• Brano di lettura:
================

ARPA BIRMANA
TRE FERITE CHE NON GUARISCONO
Pio De Martin
Domenica 25 luglio sull’Altopiano del Cansiglio, presso la grande foiba
detta «Bus de la Lum» per iniziativa del Presidente della federazione
bellunese dell’UNCRSI Attilio Sommavilla, della Sezione ANAI di Belluno
e di Sergio De Biasio venuto dal versante friulano, si è svolta
l’annuale commemorazione dei Martiri, uccisi dai partigiani della «Nino
Nannetti» che avevano la sede del comando a poche centinaia di metri
dalla voragine. Il grande imbuto naturale ha inghiottito centinaia di militari
italiani della RSI e tedeschi, ma anche civili, sia uomini che donne. Le
uccisioni avvennero durante il 1944 ed il 1945, ma non si arrestarono con
la cessazione della guerra a fine aprile - inizio maggio - 1945, facilitate
dalla carta bianca concessa ancora per qualche tempo alle bande dai padroni
del campo – gli invasori anglo-americani – prima che questi ultimi si decidessero
a disarmarle.
Quanto al numero degli sventurati che sono stati precipitati nella
grande forra, il comandante della Stazione dei Carabinieri di Vittorio
Veneto, Mar. Magg. Giuseppe Fallai, in una relazione del 16 luglio 1949
li valutava in «oltre 300». Più dettagliata la valutazione
degli speleologi udinesi del Centro Italiano Soccorso Grotte calatisi negli
anni Sessanta a circa 180 metri di profondità: 200 corpi di soldati
tedeschi, 100 di soldati della RSI, 200 di civili (Il Messaggero Veneto,
25 luglio 1966).

================

• Dati del dataset:
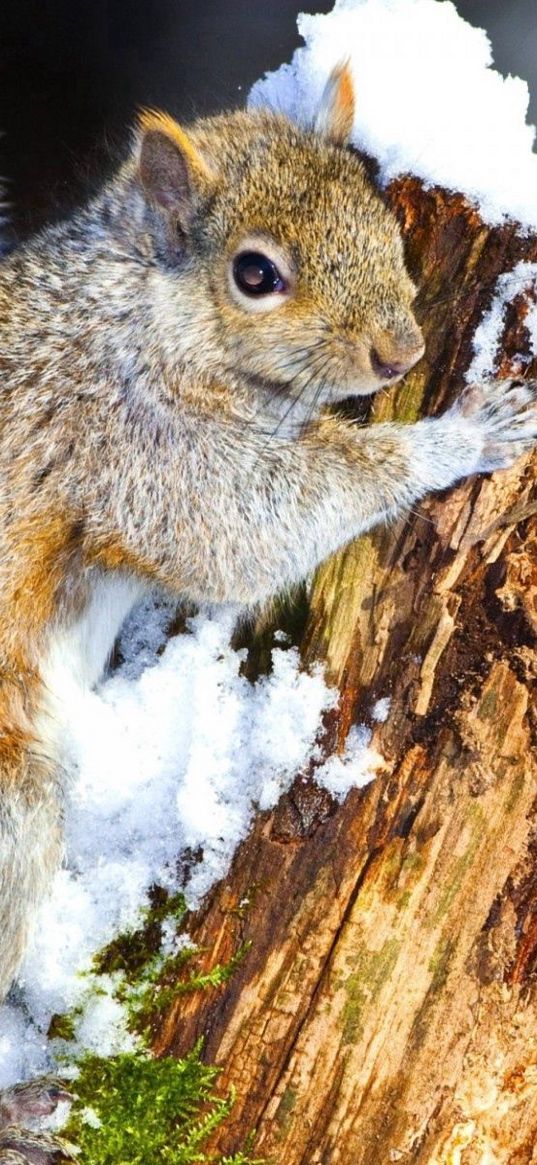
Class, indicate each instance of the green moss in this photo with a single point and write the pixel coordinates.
(460, 867)
(133, 951)
(148, 1111)
(160, 983)
(285, 1107)
(134, 1109)
(373, 968)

================

• Compito da svolgere:
Trascrivi parola per parola la parte del brano sul Bus de la Lum che inizia con "Quanto al numero" e finisce con "25 luglio 1966).".

• Risposta finale:
Quanto al numero degli sventurati che sono stati precipitati nella
grande forra, il comandante della Stazione dei Carabinieri di Vittorio
Veneto, Mar. Magg. Giuseppe Fallai, in una relazione del 16 luglio 1949
li valutava in «oltre 300». Più dettagliata la valutazione
degli speleologi udinesi del Centro Italiano Soccorso Grotte calatisi negli
anni Sessanta a circa 180 metri di profondità: 200 corpi di soldati
tedeschi, 100 di soldati della RSI, 200 di civili (Il Messaggero Veneto,
25 luglio 1966).